***** Excerpt to read

Legacy Document

Important: The information in this document is obsolete and should not be used for new development.

PATH Mac OS 8 and 9 Developer Documentation > Text Encoding Conversion Manager

Programming With the Text Encoding Conversion Manager

Unicode

Unicode is a universal character set whose goal is to include characters for all of the worlds written languages, plus a large set of technical symbols, math operators, and so on--everything that needs to be encoded in text. It originated in work by Apple and Xerox in 1988, which was in turn based on the Xerox XCCS universal character set. At about the same time, the ISO/IEC joint technical committee JTC1 was developing a separate universal character set. These efforts were merged beginning in 1991 to produce what is essentially a single character set.

There are actually two parallel standards. The Unicode Consortium is responsible for Unicode, while ISO/IEC JTC1 is responsible for ISO 10646. The goal is to keep the character repertoire and code point assignments synchronized. However, beyond that there are some differences.

The Unicode standard specifies character properties and some rendering behavior, and includes conformance criteria. It clarifies character usage and semantics, and provides a set of guidelines for implementing Unicode. Mapping tables for converting other character sets to Unicode are also provided.

ISO/IEC 10646, like most ISO character set standards, does not specify character properties or rendering behavior. On the other hand, it identifies three implementation levels and many subset repertoires to permit software to indicate precisely what it can and cannot support.

**********
***** Data provided

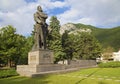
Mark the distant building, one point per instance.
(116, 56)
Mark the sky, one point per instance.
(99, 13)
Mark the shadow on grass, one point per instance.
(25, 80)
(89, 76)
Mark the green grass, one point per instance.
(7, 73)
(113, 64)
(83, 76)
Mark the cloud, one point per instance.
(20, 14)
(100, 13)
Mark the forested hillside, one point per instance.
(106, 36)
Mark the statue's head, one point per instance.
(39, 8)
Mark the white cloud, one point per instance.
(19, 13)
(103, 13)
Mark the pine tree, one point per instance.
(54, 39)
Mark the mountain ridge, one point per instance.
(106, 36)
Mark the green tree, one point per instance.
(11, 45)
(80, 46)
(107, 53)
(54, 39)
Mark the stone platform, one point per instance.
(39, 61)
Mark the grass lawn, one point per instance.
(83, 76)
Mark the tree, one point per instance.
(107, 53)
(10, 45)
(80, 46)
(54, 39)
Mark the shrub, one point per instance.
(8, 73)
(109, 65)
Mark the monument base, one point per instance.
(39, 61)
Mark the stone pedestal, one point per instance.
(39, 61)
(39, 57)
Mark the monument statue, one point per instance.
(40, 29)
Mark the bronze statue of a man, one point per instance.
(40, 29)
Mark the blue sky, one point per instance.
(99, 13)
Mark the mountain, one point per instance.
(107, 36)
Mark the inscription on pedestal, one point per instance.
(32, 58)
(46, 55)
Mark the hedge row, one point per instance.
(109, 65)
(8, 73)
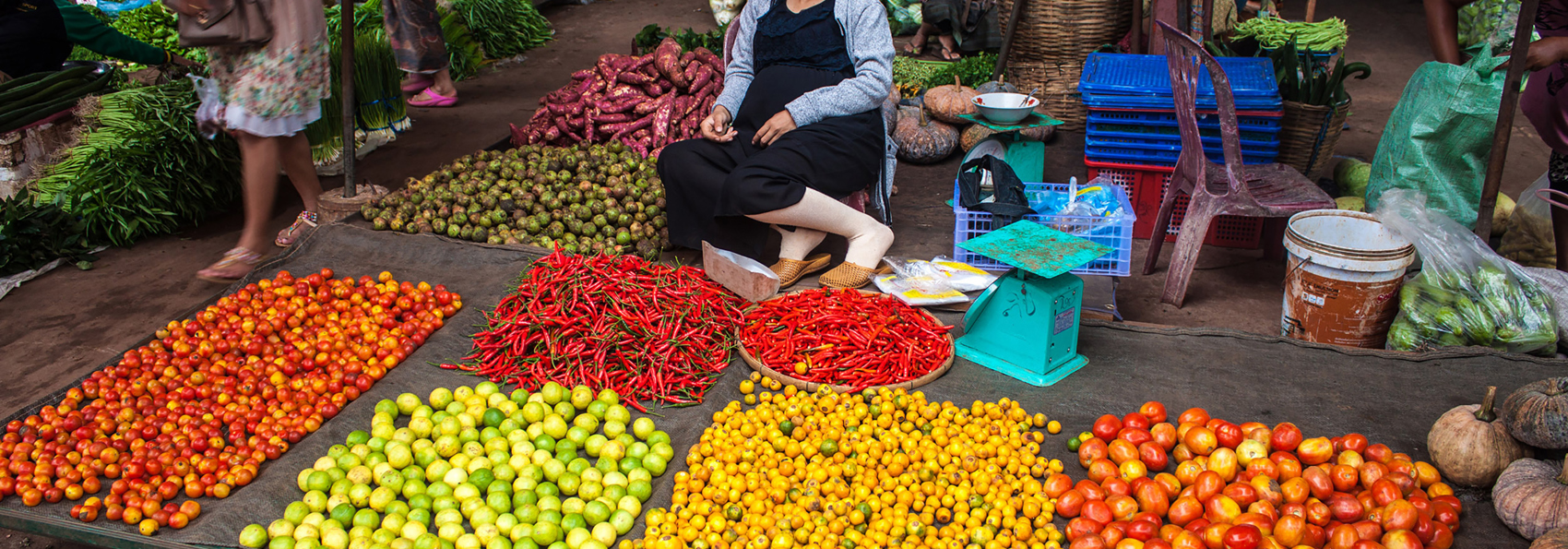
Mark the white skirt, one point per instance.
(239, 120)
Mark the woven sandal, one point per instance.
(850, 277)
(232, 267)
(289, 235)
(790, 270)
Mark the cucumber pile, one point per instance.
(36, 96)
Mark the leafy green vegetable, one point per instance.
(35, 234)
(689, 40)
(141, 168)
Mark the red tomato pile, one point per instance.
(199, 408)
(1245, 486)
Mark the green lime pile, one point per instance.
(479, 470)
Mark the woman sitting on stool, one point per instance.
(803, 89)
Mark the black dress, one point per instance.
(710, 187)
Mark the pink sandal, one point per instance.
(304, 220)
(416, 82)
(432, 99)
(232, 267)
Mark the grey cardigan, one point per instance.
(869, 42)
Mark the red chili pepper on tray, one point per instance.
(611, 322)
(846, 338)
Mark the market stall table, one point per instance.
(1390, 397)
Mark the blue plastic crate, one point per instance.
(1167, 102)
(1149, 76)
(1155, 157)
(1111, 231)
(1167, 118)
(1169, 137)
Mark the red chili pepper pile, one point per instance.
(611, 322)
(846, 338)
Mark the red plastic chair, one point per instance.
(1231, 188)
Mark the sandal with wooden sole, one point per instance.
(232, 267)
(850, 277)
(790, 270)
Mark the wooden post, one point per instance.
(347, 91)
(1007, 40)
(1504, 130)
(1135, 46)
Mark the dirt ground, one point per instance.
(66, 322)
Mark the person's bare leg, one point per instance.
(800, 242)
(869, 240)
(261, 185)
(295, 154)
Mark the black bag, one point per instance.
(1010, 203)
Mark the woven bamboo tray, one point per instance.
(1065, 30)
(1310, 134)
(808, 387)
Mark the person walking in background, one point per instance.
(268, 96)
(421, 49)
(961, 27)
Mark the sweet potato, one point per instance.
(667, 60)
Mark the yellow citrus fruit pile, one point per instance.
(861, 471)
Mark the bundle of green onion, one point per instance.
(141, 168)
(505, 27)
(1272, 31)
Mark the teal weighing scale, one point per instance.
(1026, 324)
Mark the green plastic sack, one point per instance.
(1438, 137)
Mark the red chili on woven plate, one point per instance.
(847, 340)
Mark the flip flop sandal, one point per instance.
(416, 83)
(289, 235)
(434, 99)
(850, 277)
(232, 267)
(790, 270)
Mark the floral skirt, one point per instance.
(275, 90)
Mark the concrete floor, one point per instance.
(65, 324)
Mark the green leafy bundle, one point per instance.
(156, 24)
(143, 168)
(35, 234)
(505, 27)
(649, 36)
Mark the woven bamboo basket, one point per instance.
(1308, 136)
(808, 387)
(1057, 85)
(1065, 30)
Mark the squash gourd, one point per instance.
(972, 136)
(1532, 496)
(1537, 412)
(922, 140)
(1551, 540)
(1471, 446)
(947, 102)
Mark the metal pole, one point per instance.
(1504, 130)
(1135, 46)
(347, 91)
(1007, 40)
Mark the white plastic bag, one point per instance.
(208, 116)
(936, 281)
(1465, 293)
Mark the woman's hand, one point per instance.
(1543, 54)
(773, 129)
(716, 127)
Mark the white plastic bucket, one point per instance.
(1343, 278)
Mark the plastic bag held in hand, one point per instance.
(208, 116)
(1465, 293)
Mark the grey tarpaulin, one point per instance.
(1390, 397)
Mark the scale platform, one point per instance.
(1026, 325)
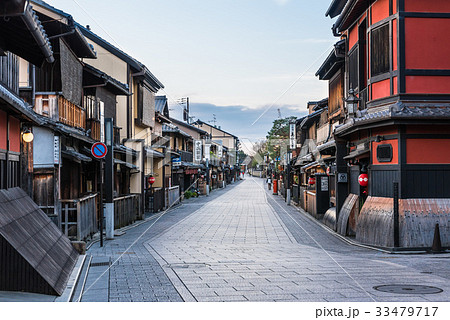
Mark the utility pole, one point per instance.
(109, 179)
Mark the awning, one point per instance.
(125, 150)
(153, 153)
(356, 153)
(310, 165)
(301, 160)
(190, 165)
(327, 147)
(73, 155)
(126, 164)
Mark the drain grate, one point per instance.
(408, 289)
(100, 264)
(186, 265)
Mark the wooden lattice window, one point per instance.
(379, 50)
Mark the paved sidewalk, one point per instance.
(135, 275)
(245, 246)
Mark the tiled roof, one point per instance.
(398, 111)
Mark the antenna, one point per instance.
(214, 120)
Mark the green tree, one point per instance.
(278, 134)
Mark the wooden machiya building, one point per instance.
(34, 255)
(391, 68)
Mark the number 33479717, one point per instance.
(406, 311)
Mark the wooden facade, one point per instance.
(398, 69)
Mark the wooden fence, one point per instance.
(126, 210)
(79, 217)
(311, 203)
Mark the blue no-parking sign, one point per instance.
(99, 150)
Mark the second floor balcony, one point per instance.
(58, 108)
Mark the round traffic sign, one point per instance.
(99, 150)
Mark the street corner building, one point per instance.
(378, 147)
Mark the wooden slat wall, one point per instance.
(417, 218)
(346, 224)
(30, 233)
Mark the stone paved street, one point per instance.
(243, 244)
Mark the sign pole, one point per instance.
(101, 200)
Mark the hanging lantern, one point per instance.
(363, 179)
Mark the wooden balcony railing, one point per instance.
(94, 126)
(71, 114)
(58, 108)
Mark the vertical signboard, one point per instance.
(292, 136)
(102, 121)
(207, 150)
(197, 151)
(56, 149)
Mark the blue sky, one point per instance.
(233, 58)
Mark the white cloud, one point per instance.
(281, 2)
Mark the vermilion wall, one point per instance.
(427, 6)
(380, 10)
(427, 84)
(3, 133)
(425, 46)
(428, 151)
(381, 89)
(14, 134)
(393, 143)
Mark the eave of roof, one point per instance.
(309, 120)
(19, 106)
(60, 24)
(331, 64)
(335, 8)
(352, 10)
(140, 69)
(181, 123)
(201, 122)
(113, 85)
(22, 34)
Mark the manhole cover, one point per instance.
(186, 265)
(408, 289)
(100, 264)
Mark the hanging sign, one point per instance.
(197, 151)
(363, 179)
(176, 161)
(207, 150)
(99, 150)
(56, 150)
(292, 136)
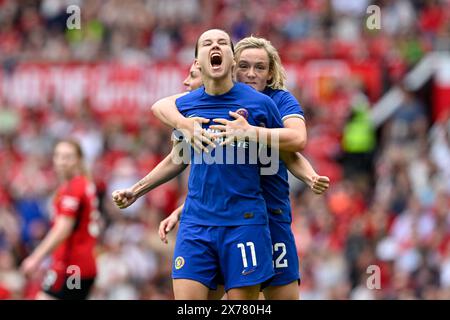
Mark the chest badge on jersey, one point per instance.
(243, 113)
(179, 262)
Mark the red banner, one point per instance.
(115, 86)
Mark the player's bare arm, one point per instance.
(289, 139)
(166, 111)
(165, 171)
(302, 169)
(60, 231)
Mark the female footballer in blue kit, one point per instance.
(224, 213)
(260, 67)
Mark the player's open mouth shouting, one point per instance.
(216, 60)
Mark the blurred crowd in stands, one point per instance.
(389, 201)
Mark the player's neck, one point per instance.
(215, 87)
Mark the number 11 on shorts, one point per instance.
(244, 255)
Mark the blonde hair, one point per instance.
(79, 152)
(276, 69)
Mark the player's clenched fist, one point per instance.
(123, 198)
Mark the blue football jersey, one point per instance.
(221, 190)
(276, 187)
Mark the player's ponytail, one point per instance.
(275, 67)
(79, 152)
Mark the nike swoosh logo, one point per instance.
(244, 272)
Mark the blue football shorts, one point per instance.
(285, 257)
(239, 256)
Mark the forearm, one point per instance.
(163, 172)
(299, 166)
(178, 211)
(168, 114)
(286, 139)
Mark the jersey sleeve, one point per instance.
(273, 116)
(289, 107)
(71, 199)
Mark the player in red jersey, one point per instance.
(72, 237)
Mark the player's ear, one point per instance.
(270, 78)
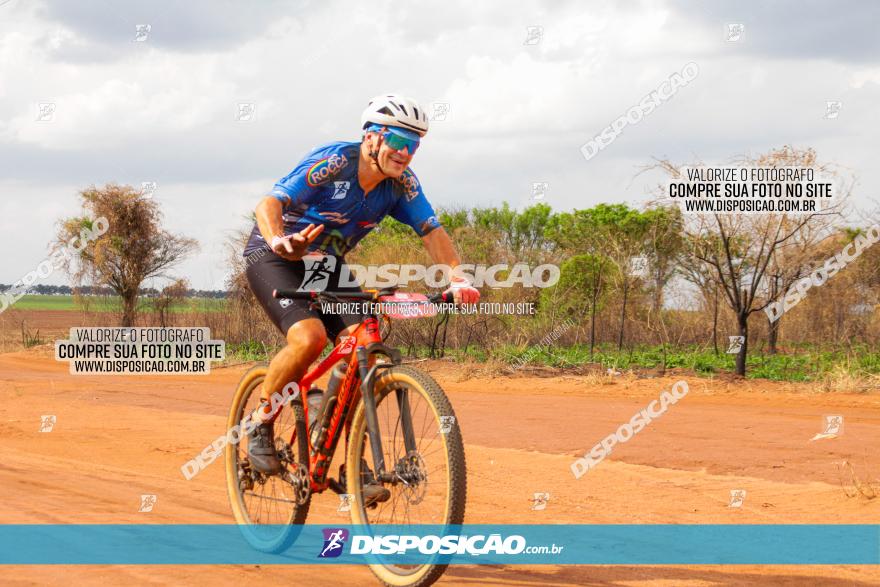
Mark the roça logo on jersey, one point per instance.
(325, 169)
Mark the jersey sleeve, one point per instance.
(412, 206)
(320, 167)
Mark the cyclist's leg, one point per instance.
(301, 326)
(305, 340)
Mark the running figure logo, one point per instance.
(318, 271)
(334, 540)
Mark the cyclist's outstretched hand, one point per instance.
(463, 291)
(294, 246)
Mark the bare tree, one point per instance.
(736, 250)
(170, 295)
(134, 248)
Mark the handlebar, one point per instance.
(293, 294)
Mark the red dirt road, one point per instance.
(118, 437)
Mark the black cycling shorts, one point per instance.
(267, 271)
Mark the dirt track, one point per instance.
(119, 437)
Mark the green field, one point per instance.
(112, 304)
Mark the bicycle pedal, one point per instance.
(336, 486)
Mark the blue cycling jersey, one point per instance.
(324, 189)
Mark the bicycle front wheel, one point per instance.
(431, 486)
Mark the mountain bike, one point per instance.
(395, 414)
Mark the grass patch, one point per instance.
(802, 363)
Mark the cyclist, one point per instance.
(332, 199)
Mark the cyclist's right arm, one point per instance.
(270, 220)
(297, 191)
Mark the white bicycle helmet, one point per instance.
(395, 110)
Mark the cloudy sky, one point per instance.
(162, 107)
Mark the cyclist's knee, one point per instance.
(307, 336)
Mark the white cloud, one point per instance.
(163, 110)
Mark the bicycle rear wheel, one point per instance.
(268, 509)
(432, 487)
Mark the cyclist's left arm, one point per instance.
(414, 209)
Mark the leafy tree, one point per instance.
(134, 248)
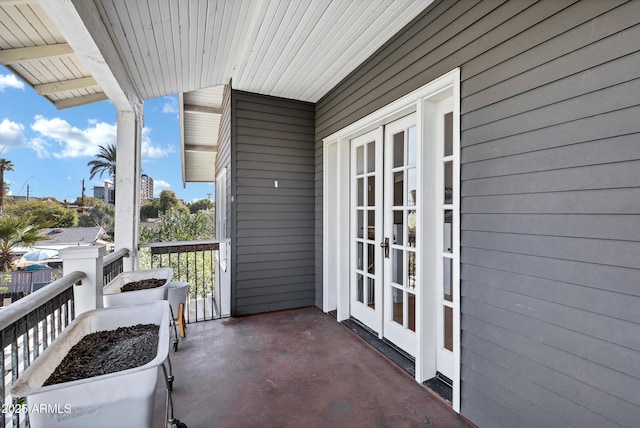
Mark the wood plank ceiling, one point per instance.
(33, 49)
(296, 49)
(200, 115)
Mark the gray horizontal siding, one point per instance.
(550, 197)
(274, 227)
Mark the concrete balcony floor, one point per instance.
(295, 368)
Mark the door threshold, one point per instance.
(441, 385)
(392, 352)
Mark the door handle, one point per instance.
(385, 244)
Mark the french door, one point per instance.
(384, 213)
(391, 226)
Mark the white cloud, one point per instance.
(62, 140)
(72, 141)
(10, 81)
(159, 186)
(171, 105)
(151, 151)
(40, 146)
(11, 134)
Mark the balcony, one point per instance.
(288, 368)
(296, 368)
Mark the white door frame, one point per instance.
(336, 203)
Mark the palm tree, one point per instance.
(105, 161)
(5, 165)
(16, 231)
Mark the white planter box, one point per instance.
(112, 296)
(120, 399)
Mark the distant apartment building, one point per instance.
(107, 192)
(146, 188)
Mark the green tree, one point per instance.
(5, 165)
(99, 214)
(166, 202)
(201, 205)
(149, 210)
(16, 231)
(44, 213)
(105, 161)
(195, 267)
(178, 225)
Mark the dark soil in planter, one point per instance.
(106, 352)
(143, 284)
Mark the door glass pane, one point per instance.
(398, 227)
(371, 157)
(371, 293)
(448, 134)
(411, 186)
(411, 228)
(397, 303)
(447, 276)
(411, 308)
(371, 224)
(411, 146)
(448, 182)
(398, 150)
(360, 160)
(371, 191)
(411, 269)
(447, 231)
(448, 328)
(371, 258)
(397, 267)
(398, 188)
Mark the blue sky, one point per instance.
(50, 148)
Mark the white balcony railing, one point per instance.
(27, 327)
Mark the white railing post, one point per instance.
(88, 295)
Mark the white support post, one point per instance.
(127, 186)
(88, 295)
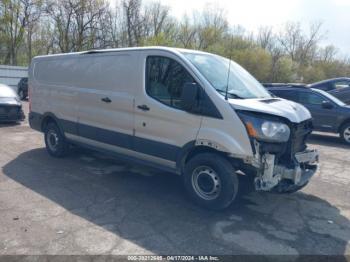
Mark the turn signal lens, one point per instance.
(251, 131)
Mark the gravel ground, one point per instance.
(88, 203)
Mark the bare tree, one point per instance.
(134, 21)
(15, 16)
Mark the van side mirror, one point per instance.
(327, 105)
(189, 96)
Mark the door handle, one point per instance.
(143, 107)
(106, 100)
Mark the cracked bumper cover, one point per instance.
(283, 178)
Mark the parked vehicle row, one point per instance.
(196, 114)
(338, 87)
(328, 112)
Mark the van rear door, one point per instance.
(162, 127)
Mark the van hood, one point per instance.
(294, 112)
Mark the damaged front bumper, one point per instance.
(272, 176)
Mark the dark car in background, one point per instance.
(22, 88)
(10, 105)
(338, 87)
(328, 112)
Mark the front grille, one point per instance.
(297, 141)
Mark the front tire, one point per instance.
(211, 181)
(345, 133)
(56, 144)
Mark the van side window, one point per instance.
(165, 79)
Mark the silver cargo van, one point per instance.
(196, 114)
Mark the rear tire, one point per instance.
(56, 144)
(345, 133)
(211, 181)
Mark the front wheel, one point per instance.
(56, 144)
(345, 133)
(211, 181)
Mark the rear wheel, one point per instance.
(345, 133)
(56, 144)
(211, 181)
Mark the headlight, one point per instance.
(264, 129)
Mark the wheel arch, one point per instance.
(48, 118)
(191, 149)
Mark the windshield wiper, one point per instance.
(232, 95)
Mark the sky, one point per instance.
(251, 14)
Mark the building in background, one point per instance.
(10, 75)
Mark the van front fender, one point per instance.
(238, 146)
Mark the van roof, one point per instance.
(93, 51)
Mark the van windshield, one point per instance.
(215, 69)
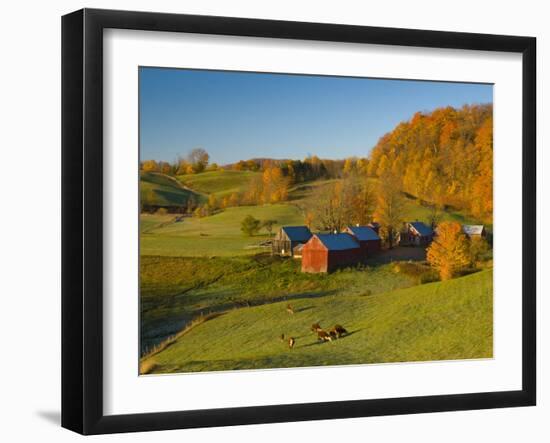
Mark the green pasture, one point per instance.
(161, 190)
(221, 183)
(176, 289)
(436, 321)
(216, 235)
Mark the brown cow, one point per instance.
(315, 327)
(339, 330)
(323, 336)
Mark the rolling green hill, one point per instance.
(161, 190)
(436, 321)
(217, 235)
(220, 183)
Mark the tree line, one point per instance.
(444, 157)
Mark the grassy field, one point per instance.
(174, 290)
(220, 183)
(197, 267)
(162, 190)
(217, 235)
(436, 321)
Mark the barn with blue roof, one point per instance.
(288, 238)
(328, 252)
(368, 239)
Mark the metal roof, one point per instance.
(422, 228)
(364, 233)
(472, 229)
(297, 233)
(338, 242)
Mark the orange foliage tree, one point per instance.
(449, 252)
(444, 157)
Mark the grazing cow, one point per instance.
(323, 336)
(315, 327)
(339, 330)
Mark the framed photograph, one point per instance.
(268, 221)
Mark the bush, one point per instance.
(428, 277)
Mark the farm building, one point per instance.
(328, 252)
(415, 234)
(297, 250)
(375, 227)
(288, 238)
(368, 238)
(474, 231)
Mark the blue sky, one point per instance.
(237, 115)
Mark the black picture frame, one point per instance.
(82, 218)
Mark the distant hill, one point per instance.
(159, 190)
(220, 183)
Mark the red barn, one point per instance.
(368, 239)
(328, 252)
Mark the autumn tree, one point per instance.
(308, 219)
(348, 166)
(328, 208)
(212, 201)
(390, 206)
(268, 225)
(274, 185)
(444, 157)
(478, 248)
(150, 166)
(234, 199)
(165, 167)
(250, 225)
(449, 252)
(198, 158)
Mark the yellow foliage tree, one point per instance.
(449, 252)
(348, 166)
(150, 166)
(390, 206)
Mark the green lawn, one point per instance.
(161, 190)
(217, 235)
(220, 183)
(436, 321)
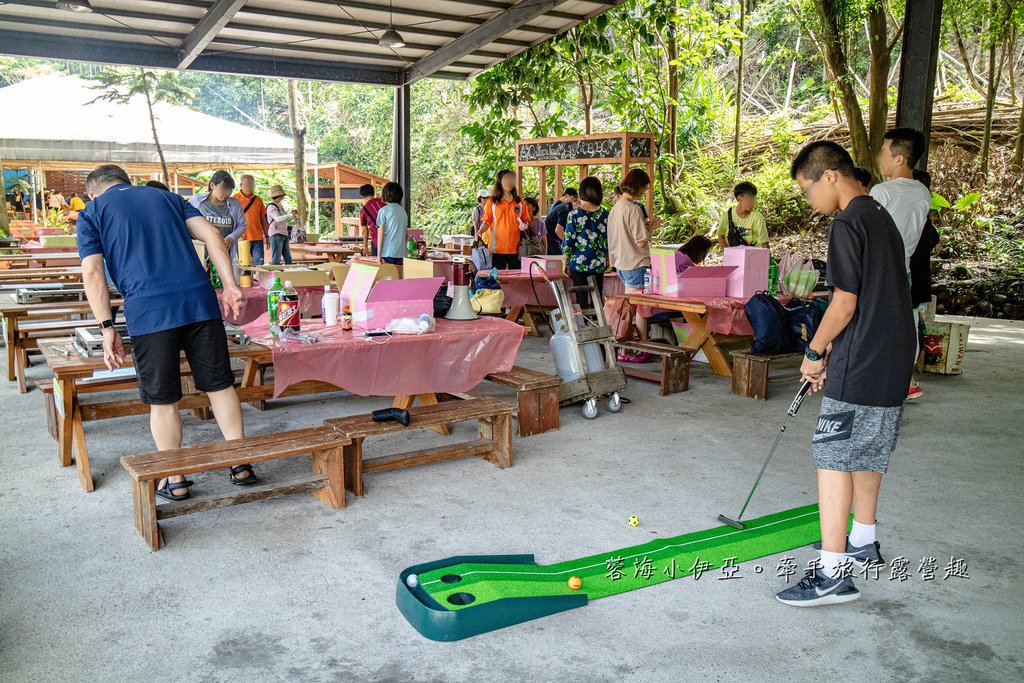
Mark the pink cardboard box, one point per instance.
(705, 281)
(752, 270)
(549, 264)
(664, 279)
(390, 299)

**********

Change "universal character set" to "global character set" throughout the part of the Unicode text that opens with the words containing "PATH Mac OS" and closes with "single character set.", then write out that part again.

=== Answer to this problem ===
PATH Mac OS 8 and 9 Developer Documentation > Text Encoding Conversion Manager

Programming With the Text Encoding Conversion Manager

Unicode

Unicode is a global character set whose goal is to include characters for all of the worlds written languages, plus a large set of technical symbols, math operators, and so on--everything that needs to be encoded in text. It originated in work by Apple and Xerox in 1988, which was in turn based on the Xerox XCCS global character set. At about the same time, the ISO/IEC joint technical committee JTC1 was developing a separate global character set. These efforts were merged beginning in 1991 to produce what is essentially a single character set.